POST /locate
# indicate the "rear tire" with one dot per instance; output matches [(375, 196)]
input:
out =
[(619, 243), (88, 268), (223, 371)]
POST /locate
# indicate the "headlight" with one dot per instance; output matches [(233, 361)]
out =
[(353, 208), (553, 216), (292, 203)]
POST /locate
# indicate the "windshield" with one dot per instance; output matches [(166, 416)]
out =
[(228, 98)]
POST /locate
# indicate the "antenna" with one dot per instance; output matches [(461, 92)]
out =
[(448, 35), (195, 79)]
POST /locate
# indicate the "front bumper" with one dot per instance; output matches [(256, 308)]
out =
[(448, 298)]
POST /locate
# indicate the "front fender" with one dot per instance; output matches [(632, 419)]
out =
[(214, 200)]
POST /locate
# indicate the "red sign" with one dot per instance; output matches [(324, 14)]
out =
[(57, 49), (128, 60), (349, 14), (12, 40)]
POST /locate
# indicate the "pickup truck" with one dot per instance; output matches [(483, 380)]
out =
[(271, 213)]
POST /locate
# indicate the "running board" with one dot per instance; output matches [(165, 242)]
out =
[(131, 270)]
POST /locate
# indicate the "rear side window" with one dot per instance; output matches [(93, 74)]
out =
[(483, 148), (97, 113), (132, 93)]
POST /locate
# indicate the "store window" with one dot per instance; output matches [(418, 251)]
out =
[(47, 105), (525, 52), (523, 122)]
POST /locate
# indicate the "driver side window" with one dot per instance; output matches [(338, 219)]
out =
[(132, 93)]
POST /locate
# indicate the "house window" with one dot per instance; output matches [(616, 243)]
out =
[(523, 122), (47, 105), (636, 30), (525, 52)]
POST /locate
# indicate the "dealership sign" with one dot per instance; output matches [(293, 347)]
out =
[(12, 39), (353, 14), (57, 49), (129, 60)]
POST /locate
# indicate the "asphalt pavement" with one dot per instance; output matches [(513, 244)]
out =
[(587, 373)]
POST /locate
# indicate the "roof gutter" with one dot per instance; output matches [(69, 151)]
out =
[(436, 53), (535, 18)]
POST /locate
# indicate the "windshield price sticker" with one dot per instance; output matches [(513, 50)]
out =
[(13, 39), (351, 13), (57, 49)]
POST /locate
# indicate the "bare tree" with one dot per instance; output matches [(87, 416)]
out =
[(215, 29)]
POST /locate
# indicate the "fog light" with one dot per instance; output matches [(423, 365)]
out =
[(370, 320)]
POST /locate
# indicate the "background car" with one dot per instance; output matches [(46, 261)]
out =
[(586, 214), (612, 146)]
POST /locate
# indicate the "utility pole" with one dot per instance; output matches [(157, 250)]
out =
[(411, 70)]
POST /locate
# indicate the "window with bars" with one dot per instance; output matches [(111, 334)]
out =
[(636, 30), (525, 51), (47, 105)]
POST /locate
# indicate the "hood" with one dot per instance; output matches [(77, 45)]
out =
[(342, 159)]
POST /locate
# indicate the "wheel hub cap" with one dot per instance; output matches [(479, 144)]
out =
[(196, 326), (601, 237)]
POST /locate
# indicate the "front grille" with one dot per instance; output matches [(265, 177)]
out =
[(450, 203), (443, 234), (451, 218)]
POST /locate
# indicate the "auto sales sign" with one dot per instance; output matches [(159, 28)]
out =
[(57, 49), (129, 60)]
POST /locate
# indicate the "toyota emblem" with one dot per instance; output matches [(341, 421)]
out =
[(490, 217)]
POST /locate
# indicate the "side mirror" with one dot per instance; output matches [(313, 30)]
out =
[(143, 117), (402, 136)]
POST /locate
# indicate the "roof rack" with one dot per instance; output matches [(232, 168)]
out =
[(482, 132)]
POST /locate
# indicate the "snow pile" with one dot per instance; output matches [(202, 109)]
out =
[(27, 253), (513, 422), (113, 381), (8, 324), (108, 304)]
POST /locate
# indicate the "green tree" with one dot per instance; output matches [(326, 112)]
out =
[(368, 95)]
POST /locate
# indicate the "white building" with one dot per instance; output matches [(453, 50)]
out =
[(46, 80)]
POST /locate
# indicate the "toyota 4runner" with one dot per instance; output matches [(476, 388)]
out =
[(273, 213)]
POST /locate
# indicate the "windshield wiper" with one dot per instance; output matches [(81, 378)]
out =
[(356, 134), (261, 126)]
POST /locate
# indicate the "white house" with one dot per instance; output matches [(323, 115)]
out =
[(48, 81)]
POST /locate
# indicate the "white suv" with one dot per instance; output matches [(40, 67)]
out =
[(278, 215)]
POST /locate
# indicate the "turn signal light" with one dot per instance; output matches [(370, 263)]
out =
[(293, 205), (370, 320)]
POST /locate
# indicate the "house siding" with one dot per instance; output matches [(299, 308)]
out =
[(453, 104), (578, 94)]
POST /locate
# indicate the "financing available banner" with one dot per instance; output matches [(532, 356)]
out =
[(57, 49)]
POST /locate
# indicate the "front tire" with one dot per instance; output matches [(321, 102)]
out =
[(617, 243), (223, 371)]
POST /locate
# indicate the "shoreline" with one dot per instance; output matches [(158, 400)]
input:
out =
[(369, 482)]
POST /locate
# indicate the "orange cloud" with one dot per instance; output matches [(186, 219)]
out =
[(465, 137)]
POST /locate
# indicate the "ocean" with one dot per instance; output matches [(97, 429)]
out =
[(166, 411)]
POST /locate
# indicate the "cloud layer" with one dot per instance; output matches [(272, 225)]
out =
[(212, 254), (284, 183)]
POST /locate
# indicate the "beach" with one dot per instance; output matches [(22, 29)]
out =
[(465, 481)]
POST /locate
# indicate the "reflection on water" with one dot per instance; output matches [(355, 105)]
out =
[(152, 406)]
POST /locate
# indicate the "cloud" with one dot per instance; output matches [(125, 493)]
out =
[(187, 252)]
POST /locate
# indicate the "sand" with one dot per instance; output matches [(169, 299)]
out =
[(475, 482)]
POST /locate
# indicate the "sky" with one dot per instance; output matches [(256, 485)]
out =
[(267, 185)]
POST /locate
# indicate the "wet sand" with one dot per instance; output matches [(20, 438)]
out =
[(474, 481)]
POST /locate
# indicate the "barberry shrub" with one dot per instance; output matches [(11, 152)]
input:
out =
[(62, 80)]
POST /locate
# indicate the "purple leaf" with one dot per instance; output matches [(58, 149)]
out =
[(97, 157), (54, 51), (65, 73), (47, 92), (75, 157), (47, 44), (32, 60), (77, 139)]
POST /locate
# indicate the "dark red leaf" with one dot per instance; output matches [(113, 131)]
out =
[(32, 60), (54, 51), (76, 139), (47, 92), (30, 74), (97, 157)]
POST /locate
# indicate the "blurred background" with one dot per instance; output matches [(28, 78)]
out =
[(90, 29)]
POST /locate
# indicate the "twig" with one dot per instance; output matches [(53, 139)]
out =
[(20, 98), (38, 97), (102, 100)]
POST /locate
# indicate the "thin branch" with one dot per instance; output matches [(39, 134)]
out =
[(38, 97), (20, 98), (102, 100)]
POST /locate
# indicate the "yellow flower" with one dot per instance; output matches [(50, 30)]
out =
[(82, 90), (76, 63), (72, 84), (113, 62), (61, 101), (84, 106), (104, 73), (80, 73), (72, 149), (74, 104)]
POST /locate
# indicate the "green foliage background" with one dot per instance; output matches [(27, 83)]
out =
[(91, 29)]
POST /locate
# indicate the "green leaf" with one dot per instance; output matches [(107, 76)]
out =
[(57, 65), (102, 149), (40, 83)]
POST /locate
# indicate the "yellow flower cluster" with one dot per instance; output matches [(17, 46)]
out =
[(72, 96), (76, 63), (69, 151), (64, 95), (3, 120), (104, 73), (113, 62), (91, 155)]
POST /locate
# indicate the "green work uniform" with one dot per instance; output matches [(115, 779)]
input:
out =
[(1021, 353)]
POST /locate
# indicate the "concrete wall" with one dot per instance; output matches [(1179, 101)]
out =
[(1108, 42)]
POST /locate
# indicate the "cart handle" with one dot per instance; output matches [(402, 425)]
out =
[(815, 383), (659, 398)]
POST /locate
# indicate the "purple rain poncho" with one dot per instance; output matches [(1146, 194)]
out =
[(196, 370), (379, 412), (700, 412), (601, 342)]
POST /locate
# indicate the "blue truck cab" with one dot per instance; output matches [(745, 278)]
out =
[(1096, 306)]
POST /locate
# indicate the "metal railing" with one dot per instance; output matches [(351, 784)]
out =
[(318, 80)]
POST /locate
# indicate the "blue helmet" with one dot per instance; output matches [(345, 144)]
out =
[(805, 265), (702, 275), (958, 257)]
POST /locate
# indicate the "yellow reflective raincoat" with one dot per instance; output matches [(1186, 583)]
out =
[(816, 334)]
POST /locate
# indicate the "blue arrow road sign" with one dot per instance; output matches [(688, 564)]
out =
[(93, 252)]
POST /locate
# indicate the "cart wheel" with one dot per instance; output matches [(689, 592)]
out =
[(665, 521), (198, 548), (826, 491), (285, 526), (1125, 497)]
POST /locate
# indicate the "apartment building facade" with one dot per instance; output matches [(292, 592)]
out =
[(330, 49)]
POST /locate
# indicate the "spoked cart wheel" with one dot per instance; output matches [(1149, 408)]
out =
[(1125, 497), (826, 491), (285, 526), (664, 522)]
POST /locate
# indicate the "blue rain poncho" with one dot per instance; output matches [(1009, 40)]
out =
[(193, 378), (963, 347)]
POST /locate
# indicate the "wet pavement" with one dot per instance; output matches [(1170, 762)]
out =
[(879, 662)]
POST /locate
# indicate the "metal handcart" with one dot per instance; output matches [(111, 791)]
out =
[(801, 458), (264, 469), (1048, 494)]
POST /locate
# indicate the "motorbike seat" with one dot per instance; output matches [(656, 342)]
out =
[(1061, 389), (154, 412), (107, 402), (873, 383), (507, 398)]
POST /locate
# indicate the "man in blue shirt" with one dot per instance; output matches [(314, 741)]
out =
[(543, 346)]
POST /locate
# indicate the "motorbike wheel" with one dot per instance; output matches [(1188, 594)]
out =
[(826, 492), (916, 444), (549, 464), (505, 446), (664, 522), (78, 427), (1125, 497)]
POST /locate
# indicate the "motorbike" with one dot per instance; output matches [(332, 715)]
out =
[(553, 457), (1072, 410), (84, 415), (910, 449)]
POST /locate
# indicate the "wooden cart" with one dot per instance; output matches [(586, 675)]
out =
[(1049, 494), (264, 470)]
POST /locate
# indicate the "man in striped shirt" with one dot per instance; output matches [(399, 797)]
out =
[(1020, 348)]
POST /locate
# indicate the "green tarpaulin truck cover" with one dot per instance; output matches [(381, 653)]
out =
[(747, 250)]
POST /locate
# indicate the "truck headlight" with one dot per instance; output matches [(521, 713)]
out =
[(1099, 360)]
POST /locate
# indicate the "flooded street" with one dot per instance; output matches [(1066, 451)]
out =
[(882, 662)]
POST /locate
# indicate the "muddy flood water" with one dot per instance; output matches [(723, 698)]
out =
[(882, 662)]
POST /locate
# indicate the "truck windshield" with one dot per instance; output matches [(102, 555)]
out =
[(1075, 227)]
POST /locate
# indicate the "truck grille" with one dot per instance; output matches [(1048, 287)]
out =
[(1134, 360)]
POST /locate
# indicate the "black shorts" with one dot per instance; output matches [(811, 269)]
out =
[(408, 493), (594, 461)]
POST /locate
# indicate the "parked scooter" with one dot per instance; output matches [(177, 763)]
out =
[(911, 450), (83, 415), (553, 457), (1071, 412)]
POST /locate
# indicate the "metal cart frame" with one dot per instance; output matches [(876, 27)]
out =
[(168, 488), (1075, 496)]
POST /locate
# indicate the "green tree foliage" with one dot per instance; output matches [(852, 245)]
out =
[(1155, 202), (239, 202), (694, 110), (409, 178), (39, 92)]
== == ==
REQUIREMENT
Count the lines in the records above that contain the string "motorbike", matching case exactly, and reply with only that number.

REPLY TO THE TASK
3